*Extract to read*.
** begin **

# 125 Gallon Aquarium



## Ghost Knife (Mar 12, 2008)

Just an updated picture of my 125. It looks about the same as the last time I took a pic of it probably over a year ago, but most of the fish are much larger.


----------



## Ghost Knife (Mar 12, 2008)

Well, no one even cares. How nice.


----------



## bullseyejoey (Aug 30, 2012)

nice tank and fish


----------



## BV77 (Jan 22, 2005)

Your tank sucks. you should box it up and ship it to Alaska. Then sit and watch the tv!! lol, seriously, nice tank and tv/fish viewing area.


----------



## Ghost Knife (Mar 12, 2008)

BV77 said:


> Your tank sucks. you should box it up and ship it to Alaska. Then sit and watch the tv!! lol, seriously, nice tank and tv/fish viewing area.


LOL thanks very much.


----------



## Charlie1 (Dec 31, 2011)

Very nice!


----------



## Ghost Knife (Mar 12, 2008)

Charlie1 said:


> Very nice!


Much obliged.


----------



## Cory1990 (Jun 14, 2012)

** end **

(Extracted data entries)
** begin **

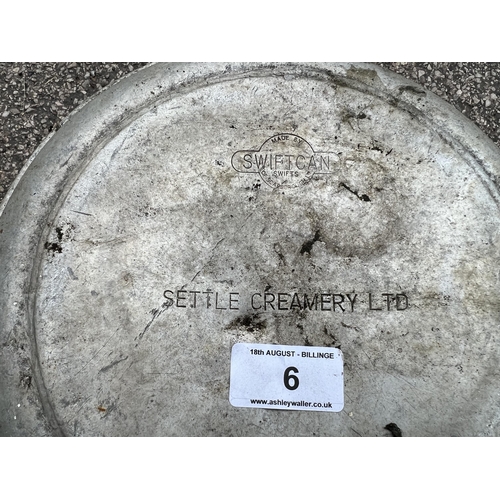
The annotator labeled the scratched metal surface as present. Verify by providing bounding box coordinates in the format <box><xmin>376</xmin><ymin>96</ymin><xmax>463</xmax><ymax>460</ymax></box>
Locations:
<box><xmin>0</xmin><ymin>63</ymin><xmax>499</xmax><ymax>436</ymax></box>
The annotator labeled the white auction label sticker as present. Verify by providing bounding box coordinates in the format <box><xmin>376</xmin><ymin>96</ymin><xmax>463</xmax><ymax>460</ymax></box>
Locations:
<box><xmin>229</xmin><ymin>343</ymin><xmax>344</xmax><ymax>412</ymax></box>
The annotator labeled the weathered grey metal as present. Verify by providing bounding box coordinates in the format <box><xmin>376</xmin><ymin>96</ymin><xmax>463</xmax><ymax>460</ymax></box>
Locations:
<box><xmin>0</xmin><ymin>63</ymin><xmax>500</xmax><ymax>436</ymax></box>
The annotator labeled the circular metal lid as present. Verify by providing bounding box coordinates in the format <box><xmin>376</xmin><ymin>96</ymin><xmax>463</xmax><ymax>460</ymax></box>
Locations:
<box><xmin>0</xmin><ymin>63</ymin><xmax>500</xmax><ymax>436</ymax></box>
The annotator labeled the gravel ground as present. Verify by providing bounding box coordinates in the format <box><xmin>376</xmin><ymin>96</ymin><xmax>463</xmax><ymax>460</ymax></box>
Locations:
<box><xmin>0</xmin><ymin>62</ymin><xmax>500</xmax><ymax>202</ymax></box>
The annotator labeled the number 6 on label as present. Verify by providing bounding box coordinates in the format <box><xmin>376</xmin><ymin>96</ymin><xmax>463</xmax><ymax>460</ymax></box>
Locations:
<box><xmin>283</xmin><ymin>366</ymin><xmax>299</xmax><ymax>391</ymax></box>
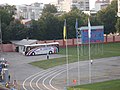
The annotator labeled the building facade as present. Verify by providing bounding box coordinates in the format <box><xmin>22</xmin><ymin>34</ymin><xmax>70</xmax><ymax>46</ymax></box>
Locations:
<box><xmin>95</xmin><ymin>0</ymin><xmax>112</xmax><ymax>11</ymax></box>
<box><xmin>15</xmin><ymin>3</ymin><xmax>44</xmax><ymax>20</ymax></box>
<box><xmin>55</xmin><ymin>0</ymin><xmax>89</xmax><ymax>12</ymax></box>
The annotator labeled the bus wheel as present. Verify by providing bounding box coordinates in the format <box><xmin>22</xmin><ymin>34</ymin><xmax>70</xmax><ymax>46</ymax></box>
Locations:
<box><xmin>32</xmin><ymin>52</ymin><xmax>35</xmax><ymax>56</ymax></box>
<box><xmin>49</xmin><ymin>51</ymin><xmax>52</xmax><ymax>54</ymax></box>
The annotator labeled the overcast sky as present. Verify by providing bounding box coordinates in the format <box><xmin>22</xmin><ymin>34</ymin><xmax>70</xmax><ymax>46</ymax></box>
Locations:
<box><xmin>0</xmin><ymin>0</ymin><xmax>96</xmax><ymax>8</ymax></box>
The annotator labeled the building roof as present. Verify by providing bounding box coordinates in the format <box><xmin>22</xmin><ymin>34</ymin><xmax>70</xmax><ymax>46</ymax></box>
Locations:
<box><xmin>13</xmin><ymin>39</ymin><xmax>38</xmax><ymax>45</ymax></box>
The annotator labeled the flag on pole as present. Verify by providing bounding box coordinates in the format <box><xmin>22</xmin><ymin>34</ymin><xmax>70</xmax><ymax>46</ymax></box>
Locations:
<box><xmin>75</xmin><ymin>19</ymin><xmax>79</xmax><ymax>38</ymax></box>
<box><xmin>88</xmin><ymin>18</ymin><xmax>91</xmax><ymax>38</ymax></box>
<box><xmin>63</xmin><ymin>19</ymin><xmax>66</xmax><ymax>41</ymax></box>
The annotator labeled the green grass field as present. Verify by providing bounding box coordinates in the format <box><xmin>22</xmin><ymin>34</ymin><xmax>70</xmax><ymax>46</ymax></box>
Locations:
<box><xmin>67</xmin><ymin>80</ymin><xmax>120</xmax><ymax>90</ymax></box>
<box><xmin>30</xmin><ymin>43</ymin><xmax>120</xmax><ymax>69</ymax></box>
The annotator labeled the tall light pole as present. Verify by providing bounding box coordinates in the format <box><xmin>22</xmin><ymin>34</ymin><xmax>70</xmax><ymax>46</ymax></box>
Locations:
<box><xmin>0</xmin><ymin>15</ymin><xmax>3</xmax><ymax>57</ymax></box>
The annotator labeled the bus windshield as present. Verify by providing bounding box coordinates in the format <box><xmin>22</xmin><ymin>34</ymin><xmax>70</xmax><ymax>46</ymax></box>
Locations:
<box><xmin>23</xmin><ymin>42</ymin><xmax>59</xmax><ymax>56</ymax></box>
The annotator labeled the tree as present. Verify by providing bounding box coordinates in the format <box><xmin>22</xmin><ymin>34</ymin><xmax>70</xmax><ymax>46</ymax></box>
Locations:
<box><xmin>39</xmin><ymin>12</ymin><xmax>60</xmax><ymax>40</ymax></box>
<box><xmin>42</xmin><ymin>4</ymin><xmax>57</xmax><ymax>13</ymax></box>
<box><xmin>3</xmin><ymin>20</ymin><xmax>27</xmax><ymax>41</ymax></box>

** end **

*Tasks to carry out*.
A - Rewrite the aquarium thread between "# 125 Gallon" and "are much larger.", inclusive, with "picture" changed to "photo".
B - List every username that heads a post in the aquarium thread.
C - Write the next part of the 125-gallon aquarium thread, picking up after its last line.

*Answers for this exercise*.
A -
# 125 Gallon Aquarium



## Ghost Knife (Mar 12, 2008)

Just an updated photo of my 125. It looks about the same as the last time I took a pic of it probably over a year ago, but most of the fish are much larger.

B - Ghost Knife, bullseyejoey, BV77, Charlie1, Cory1990

C -
My only tip is turn the couch towards the tank. Then your good. 

Here's my set up. Don't mind the mess 










Other tanks are in my bedroom.


----------



## grogan (Jan 23, 2011)

If there was a better pic of the actual tank....I might be more prone to comment on how it looks. Right not all I can say is your couch looks nice!


----------



## Ghost Knife (Mar 12, 2008)

grogan said:


> If there was a better pic of the actual tank....I might be more prone to comment on how it looks. Right not all I can say is your couch looks nice!


I do need to take some closer pics. Maybe I'll do that later today.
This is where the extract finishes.